# Exercise aim
How would you translate this sentence from the article on the future of retail into Spanish: "In 2017, 8,642 brick and mortar stores closed their doors in North America."?

# Excerpted passage
Author and internationally renowned consumer futurist, Doug Stephens, paints a bold vision of the future where every aspect of the retail experience, as we know it will be radically transformed.
Sharing findings from his latest book, “Re-engineering Retail: The Future of Selling in a Post-Digital World”, Stephens addressed how the concept of what stores are, how consumers shop them, and the core economic model for revenue are being reinvented.
Since the release of his first book, the “Retail Revival”, change in the global retail sector has accelerated beyond even the boldest forecasts. Online giants in the U.S. like Amazon, Alibaba and eBay are growing at a dizzying pace, representing more than 40% of the global ecommerce market, totaling $2.3 trillion last year.
In 2017, 8,642 brick and mortar stores closed their doors in North America. Brands and retailers across categories are struggling to understand the shifting needs, expectations and behaviors of a new consumer.
But Stephens is optimistic. He cited that for more than 200 years, the retail experience has changed very little, noting that technological advances throughout our history have not drastically altered how we buy and sell like the Internet and digital technology have in the past decade.
So, it’s not surprising that retail is on the precipice of an historic reinvention that Stephens believes will leave both digital and physical retail barely recognizable to what we see today. “Even the centuries-old formula through which retail companies make money, the core economic model, is going to be shape-shifted beyond recognition and with it, the concept of what a store is.”
Store is Media
Stephens described physical retail stores transitioning from being primarily a distribution channel for products to becoming a powerful media channel for branded experiences and stories. It’s a transition that will change everything, including how retailers generate revenue.
“Save for a few particular kinds of products, we will have absolutely no need to visit physical stores simply to look at products, as we do today,” he said. “Instead, the physical shopping space will become a medium to distribute the most powerful, joyful and emotionally galvanizing experiences possible.”
These physical media experiences, said Stephens, will convey clear brand stories through physical engagement and multiple sensory inputs; offer opportunities for immersive and kinetic product experiences; and act as the interactive gateway to the entire brand ecosystem of products, services and purchase alternatives. “The goal of the store will be to create experiences so powerful that they catalyze sales across all available purchase points.”

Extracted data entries
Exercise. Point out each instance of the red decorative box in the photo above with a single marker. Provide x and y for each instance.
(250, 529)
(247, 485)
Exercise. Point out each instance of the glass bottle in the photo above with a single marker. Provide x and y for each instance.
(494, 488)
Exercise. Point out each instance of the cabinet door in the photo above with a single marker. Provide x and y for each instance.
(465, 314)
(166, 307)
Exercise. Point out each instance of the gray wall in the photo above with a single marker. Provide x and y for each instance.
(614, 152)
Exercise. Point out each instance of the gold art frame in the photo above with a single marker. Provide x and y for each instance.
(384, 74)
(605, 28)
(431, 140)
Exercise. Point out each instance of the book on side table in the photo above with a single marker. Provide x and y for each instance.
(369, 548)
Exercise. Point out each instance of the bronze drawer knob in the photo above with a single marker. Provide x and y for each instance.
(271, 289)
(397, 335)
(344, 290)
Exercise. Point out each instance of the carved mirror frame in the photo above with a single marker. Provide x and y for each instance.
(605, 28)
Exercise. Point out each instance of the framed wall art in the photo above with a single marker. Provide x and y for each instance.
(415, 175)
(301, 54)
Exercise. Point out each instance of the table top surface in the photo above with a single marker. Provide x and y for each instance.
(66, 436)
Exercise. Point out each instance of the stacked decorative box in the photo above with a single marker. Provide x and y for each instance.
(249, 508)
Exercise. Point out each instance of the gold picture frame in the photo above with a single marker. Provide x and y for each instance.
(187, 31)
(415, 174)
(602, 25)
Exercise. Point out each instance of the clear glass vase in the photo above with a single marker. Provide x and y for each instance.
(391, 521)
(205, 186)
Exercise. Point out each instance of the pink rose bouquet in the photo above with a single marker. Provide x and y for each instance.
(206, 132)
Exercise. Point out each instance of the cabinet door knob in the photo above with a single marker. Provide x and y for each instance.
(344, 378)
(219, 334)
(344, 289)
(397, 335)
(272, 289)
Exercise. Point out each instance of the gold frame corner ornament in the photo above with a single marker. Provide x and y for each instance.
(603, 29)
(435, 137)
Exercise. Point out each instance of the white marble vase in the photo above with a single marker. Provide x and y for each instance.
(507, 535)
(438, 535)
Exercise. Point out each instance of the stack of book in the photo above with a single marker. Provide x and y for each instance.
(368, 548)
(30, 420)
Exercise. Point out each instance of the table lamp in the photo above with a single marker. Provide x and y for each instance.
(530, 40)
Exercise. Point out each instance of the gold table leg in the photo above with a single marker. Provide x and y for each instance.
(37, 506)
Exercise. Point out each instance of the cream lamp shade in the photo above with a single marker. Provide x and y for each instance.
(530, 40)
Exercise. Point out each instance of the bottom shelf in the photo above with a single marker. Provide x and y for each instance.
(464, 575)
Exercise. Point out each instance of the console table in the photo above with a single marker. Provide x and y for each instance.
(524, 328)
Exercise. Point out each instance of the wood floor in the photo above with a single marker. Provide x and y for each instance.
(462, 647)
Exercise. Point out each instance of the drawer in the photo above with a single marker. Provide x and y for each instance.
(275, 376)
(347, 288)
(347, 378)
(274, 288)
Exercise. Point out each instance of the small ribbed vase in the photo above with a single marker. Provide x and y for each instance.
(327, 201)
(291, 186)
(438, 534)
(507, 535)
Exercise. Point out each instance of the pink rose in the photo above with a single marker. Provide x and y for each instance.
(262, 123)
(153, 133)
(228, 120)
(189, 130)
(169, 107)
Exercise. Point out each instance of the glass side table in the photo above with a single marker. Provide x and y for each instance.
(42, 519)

# Output for this exercise
En 2017, 8642 tiendas físicas cerraron sus puertas en Norteamérica.